#### What to produce
Return, unchanged, every line starting at the one with "If you could spot the serrated" and running through the last line of the material below, with nothing else added.

#### Study material
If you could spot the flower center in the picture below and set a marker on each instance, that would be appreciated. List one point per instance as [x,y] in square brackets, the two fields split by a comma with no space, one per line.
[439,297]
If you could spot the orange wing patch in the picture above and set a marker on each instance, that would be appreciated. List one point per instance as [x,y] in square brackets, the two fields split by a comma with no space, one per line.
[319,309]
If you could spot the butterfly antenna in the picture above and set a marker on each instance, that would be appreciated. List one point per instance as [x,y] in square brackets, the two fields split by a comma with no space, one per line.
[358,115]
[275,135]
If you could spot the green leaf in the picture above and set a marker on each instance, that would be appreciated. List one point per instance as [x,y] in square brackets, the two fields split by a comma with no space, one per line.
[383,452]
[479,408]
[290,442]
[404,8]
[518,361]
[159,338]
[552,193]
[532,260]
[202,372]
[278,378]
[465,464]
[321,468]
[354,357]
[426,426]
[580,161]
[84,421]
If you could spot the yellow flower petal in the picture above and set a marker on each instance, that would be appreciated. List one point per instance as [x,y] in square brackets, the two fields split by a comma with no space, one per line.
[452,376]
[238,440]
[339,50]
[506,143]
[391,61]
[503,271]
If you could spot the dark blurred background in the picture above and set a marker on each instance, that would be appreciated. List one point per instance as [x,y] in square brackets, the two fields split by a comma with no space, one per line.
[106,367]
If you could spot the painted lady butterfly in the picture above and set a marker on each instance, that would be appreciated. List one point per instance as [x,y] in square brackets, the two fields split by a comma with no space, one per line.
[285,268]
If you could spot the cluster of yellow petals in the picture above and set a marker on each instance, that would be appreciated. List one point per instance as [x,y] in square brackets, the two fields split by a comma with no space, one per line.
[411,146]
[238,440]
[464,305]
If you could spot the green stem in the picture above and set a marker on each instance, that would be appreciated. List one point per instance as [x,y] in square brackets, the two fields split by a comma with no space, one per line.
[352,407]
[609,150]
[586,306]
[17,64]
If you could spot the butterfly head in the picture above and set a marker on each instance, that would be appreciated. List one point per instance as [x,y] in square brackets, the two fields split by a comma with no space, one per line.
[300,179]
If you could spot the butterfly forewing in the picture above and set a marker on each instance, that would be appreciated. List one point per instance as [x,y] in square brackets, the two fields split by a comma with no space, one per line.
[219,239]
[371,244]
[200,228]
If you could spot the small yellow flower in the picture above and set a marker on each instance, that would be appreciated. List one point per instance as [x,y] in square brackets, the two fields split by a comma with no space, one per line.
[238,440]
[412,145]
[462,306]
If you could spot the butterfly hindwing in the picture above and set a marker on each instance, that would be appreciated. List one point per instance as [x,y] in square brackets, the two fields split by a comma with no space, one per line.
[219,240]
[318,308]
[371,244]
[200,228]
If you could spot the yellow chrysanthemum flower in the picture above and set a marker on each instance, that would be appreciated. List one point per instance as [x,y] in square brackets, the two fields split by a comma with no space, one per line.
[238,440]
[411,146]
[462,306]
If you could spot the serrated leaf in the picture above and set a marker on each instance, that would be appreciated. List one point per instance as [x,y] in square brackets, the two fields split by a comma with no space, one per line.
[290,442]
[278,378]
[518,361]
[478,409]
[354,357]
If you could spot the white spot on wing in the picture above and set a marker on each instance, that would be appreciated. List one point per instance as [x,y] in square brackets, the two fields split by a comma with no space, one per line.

#### Task response
If you could spot the serrated leaf in the picture above and set a marker on each instance, that would be appreciated. List one point per instance as [x,y] in square brackets, the two fields split by a comma with no space, one per line.
[290,442]
[278,378]
[518,361]
[478,409]
[354,357]
If you could spot the white spot on wing in the picture above and set a marker on each instance, that would be appreciated. List one point per instance as [x,y] in square brackets, the two fields split by a comma with no space, one per line.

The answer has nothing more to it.